#### VORLIEGENDER AUSZUG

Der Spawnpoint eines Bullets ist immer der selbe - oh Wunder - nämlich 1.0 Einheiten vor dem Flugzeug durch "new Vector3f(0,0,-1)". Dieser Vector wird an eine TranslationMatrix übergeben, deren Wert sich zur Bullet-Lebenszeit nicht mehr ändert (könnte man als Konstante für alle Bullets definieren). Dem Konstruktor von Bullet wird die augenblickliche View-Matrix (Abstand View zum Flugzeug) übergeben. Damit wird eine Lokale Bullet-Matrix initialisiert (this.trans.mul(trans)) und anschliessend wird diese lokale Matrix noch mit der konstanten TranslationsMatrix multipliziert (this.trans.mul(copy)). "<Bullet>.trans" enthält nun den "Spawnpoint" des Bullets. Mit jedem durchlauf von "<bullet>.move()" wird diesem Point erneut der Bewegungsvektor (welcher immernoch 0,0,-1 ist) aufmultipliziert (trans.mul(copy)).

#### GESTELLTE AUFGABE A
Warum ließe sich die TranslationMatrix laut dem Auszug als Konstante für alle Bullets definieren? Antworte in ein bis drei Sätzen.

#### AUSGELESENE DATENSÄTZE
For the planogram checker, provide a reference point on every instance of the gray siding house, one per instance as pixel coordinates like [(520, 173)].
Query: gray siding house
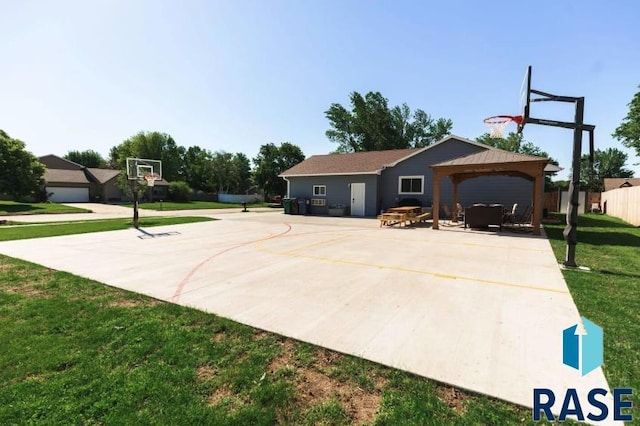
[(368, 182)]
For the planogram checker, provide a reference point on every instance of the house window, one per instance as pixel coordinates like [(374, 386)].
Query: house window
[(411, 185), (319, 190)]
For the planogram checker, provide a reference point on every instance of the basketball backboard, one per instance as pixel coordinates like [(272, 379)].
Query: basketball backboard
[(525, 98), (138, 168)]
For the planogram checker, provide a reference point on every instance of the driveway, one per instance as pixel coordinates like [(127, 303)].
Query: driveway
[(480, 311), (113, 211)]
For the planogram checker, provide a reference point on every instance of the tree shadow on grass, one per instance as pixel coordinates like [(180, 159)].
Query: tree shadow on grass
[(619, 274), (608, 238), (18, 208), (595, 221)]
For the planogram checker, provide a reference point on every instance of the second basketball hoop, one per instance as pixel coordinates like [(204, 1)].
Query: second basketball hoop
[(497, 124)]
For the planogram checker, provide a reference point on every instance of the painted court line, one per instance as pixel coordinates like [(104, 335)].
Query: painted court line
[(258, 246)]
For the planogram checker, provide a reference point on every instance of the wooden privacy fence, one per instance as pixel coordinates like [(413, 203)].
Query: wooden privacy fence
[(623, 203)]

#### GESTELLTE AUFGABE B
Stelle den Teil der Datensätze, der mit deren erster Zeile beginnt und mit der Zeile endet, die „[(368, 182)]“ enthält, als JSON-Liste von Strings dar, mit einem String pro Zeile und ohne Leerzeilen. Lass die Bilder dabei weg.

#### VOLLSTÄNDIGE ANTWORT A
Die TranslationMatrix erhält den Vektor (0,0,-1), und ihr Wert ändert sich während der Lebenszeit eines Bullets nicht mehr. Deshalb könnte man sie als Konstante für alle Bullets definieren.

#### VOLLSTÄNDIGE ANTWORT B
[
  "For the planogram checker, provide a reference point on every instance of the gray siding house, one per instance as pixel coordinates like [(520, 173)].",
  "Query: gray siding house",
  "[(368, 182)]"
]